PAGE TEXT >>

* * * *

As for there being two separate civilizations, that’s merely a reflection of Israel being a European graft onto the Middle East. To the extent Israel is not so, its because it drafted a large population of Arab-Jews as well as adopting the food, music, and cultural artifacts of the native population. Israel owes the Palestinians Big-Time. If they are not going to repatriate the refugees, its that much more they owe them. Not to worry, Uncle Sam will pay for it. As it (we) always does.
64 Jerry Blaz on May 26, 2008
It is true that Jews come in all sizes, shapes, etc., both politically, spiritually, but they do share a common core of civilizational distinction separate from either Europe and Muslim.
Additionally, at least 500,000 Jews were ejected from Arab countries when the Jewish state was established. Are they basically “European?” You say they were “drafted by the Zionists.” Well, I discussed this with many, many of them over the years, and they said that life was made intolerable. There were pogroms, riots, killings, particularly of the Iraqi Jews who lived there for 2500 years. Some of this diaspora, survivors of the Babylonian exile, incidentally, still live in Iran, but they are not enjoying complete freedom.
And it’s true that people have been living on the land for millenia, but over these millenia, the identity of these people has changed several times since the Jews were exiled.
You’re wrong about me and the two-state solution. I am no “Johnny-come-lately” to this idea. Even when the Egyptians were literally tossing bombs on my children’s heads, I was in favor of it. While neither you nor I can intelligently discuss the details of what the actual boundaries should be, I’m certain that the negotiators will be more skillful than Sykes-Picot.
Yehuda - What leaves me almost totally puzzled is how you guys who support Israel sound intelligent, write coherently, and are otherwise sound members of one society or another, can be such total bozos on the Palestine issue. You JUST CANNOT take 78% of someone’s country, then take the remaining 22% WITHOUT Resistance. It does not happen! And to pretend to the world that it is your party that is the aggrieved party is hubris unparalleled. You cannot just go into a country, commit mayhem and murder with one of the world’s most powerful (and practiced!) militaries and then complain about suicide bombings. Its patently disingenuous. Why don’t you just admit that ‘we do this because we CAN do this’? And stop with the moral angst.

* * * *

PROBLEM A >> In the discussion, which kinds of violence are named in the sentence that begins "There were pogroms"? List every one.
PROBLEM B >> Extract from the discussion the stretch from "And it’s true" through "skillful than Sykes-Picot.", word for word.

EXERCISE DATA >>
* * * *

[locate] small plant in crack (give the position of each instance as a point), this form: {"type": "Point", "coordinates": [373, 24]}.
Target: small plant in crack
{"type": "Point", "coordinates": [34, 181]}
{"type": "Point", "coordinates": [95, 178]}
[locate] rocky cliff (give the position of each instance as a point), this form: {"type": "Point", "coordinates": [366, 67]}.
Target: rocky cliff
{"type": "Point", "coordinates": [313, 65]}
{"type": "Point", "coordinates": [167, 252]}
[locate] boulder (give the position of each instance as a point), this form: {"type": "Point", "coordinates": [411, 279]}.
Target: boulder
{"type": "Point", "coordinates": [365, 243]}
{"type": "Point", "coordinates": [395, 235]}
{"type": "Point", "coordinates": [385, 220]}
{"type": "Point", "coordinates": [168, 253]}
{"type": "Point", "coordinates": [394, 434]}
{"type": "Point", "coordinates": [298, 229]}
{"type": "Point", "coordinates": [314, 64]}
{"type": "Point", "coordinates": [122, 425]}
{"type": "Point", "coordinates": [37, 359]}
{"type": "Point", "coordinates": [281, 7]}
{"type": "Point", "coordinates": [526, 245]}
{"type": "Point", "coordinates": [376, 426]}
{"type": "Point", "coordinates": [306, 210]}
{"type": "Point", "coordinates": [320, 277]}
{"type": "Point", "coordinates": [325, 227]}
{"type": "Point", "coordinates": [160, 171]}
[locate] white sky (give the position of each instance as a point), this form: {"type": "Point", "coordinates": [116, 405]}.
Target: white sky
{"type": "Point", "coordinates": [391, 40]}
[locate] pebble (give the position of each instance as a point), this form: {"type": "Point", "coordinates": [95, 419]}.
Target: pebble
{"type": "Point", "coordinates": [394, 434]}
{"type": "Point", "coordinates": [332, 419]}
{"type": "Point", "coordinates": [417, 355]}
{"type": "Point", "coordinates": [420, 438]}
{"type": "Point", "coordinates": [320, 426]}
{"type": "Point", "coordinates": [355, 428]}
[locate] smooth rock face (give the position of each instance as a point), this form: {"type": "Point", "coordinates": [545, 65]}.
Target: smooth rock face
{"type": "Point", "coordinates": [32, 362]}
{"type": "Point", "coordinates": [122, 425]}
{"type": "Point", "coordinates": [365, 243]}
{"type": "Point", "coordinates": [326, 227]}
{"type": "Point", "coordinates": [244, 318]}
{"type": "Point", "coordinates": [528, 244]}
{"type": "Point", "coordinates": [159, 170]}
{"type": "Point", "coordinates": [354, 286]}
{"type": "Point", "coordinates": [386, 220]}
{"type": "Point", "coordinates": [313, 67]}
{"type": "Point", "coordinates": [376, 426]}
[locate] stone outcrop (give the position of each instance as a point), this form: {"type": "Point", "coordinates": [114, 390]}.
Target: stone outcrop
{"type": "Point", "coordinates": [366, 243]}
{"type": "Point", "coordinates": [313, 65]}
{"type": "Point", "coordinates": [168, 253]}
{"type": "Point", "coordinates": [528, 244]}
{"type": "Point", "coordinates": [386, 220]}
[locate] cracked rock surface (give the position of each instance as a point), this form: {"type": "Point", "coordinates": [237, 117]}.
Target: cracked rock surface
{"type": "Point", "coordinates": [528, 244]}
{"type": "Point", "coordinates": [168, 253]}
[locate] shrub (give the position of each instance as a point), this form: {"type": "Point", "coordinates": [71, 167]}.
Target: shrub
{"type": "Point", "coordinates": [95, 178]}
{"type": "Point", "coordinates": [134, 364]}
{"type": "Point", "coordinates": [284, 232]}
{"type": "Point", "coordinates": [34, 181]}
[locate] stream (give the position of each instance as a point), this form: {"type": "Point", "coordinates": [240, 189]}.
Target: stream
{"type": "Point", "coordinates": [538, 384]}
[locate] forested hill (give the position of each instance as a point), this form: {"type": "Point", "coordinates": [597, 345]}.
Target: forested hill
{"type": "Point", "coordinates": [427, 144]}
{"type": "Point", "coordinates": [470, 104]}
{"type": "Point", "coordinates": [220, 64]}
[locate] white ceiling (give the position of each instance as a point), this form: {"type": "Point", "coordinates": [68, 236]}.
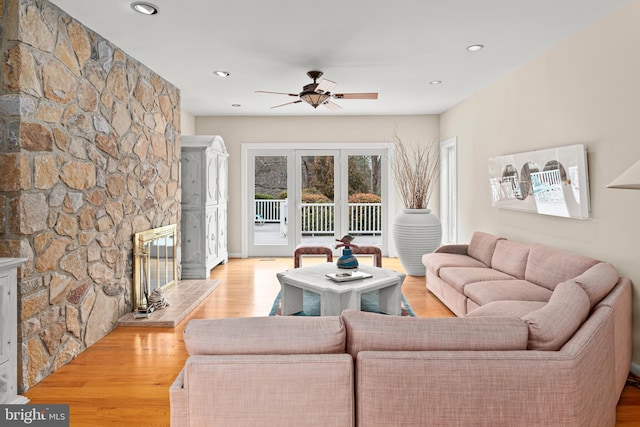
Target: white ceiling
{"type": "Point", "coordinates": [392, 47]}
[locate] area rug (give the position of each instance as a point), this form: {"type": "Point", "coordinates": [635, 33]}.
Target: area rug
{"type": "Point", "coordinates": [311, 305]}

* * * *

YOUR RESPONSE A >>
- pogroms
- riots
- killings

YOUR RESPONSE B >>
And it’s true that people have been living on the land for millenia, but over these millenia, the identity of these people has changed several times since the Jews were exiled.
You’re wrong about me and the two-state solution. I am no “Johnny-come-lately” to this idea. Even when the Egyptians were literally tossing bombs on my children’s heads, I was in favor of it. While neither you nor I can intelligently discuss the details of what the actual boundaries should be, I’m certain that the negotiators will be more skillful than Sykes-Picot.